**TEXT EXCERPT:**
•••
To resuscitate a dying person is a scary task. Let’s say you walk along the coast and discover a distant cousin laying there lifeless. She is not even breathing any longer, and you understand from how she looks that she must have been washed ashore after drifting in a rudderless boat under a merciless sun for days without food, drink, or even a cap to cover her head. 

Sadly, this is not just some movie script but an increasingly realistic scenario as the crisis persists in Lebanon. But in such a situation, besides making an outcry of emotional anguish, most of us will hardly know what the right thing to do is. We would perhaps carry the victim to someone who can help or try what we have seen in some TV show to make the victim breathe. Even if this works, however, chances are high that we become frantic and wouldn’t know what further aid to give for what problem and in what order. And if we seek to nurse the victim back to mental and physical health, finding and implementing adequate treatment will be another giant leap.  

Bringing an entire country back to life is incomparably more difficult than resuscitating a drowning friend. Against a constant barrage of fears – which were part rational expectations but mostly destructive rumors – that started even before the acute crisis outbreak of 2019, Lebanon has survived month after month by virtue of the people’s resilience. Some of our troubles have, in the meanwhile, diminished or look more manageable today than they did in 2020. However, none of the principal systemic challenges of 2019 and the preceding years has yet been solved.
•••
**TASK TO CARRY OUT:** Continue the piece on reviving Lebanon from its last sentence.

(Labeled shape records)
•••
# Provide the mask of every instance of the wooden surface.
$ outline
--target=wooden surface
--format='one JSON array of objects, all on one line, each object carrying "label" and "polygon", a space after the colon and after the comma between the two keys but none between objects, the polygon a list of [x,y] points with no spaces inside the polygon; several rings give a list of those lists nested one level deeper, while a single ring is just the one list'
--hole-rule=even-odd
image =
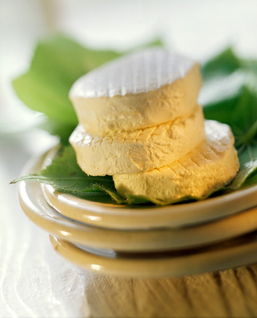
[{"label": "wooden surface", "polygon": [[[50,5],[52,1],[44,2]],[[188,2],[170,2],[167,7],[167,2],[160,5],[158,1],[152,11],[143,15],[136,15],[141,5],[132,8],[134,2],[127,2],[119,11],[114,2],[115,10],[109,11],[110,23],[105,12],[110,4],[97,2],[78,2],[76,6],[74,2],[62,1],[59,20],[49,16],[55,13],[52,8],[46,10],[46,23],[40,1],[1,0],[0,317],[257,316],[257,265],[180,278],[143,280],[92,274],[57,255],[48,234],[30,222],[19,207],[16,187],[8,184],[19,175],[32,155],[43,152],[50,145],[46,147],[35,132],[25,134],[20,130],[32,121],[33,115],[29,116],[30,113],[15,99],[10,83],[26,69],[35,43],[48,30],[57,26],[85,42],[90,44],[91,39],[93,46],[114,45],[121,50],[121,43],[127,48],[133,39],[138,44],[151,38],[153,32],[147,30],[156,30],[158,25],[157,30],[166,35],[173,46],[197,59],[217,50],[232,34],[246,55],[250,52],[254,56],[257,52],[256,35],[252,31],[256,21],[254,1],[247,5],[230,2],[229,10],[226,2],[210,6],[198,1],[198,5],[191,6]],[[178,10],[183,17],[177,14]],[[209,14],[213,18],[211,23]],[[194,23],[196,16],[200,24]],[[217,16],[220,23],[216,23]],[[192,36],[196,33],[197,37]],[[1,135],[5,128],[7,135]],[[15,131],[18,133],[8,136]]]},{"label": "wooden surface", "polygon": [[94,275],[86,310],[94,317],[255,317],[257,265],[181,278]]},{"label": "wooden surface", "polygon": [[24,215],[15,186],[8,185],[32,153],[44,149],[11,141],[0,142],[0,316],[257,317],[257,265],[144,279],[93,273],[62,259],[48,234]]}]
•••
**EXERCISE RESPONSE:**
Still, there is good. In the realm of microeconomics, meaning the individual and collective affairs of private economic agents, the proven energy of Lebanese industrialists, women business leaders, and entrepreneurs is a source of hope (see our Gender Equity special report for evidence). In the financial economy, there are meaningful efforts afoot regarding the mobilization of finance and access to funding sources – both from private investors and under the inclusion of International Financial Institutions. In global policy matters that are essential predicators for the future development of local industries and SMEs, new initiatives aim to enhance the alignment of Lebanese ventures with climate, environmental, social, and governance standards that are defining the sustainability agenda of entire economies, including the Lebanese one (see story on GCF and ESG). 

And although one cannot honestly speak of a political economy or macroeconomic policy involving the government as a driver of better and integrative development of economic life, even the negotiations and reform efforts of the government from the beginning of 2022 up to the time of the elections appear, by a dispassionate assessment, more fruitful than what was delivered in previous attempts. 

Against all professional skeptics, habitual haters, manipulators, trolls, and naysayers, elections have happened. But at the same time, new global problems are looming, and the answers to the best method for the resuscitation of Lebanon are desperately overdue after the country has been more than two years adrift in the crisis of everything. 

That brings urgent questions back to mind. Does the agreement with the International Monetary Fund, after the recent pronunciation of a staff-level accord seemingly more in reach for this year than in the previous two years, make for the right starting point for the country’s return to economic life? How can the pound’s immediate alignment with the market rate and dismissal of the insane multiplicity of currency exchange rates be worked out, and will a massive floating-rate shock or the opposite, the imposition of an ultra-hard peg, be the best currency solution?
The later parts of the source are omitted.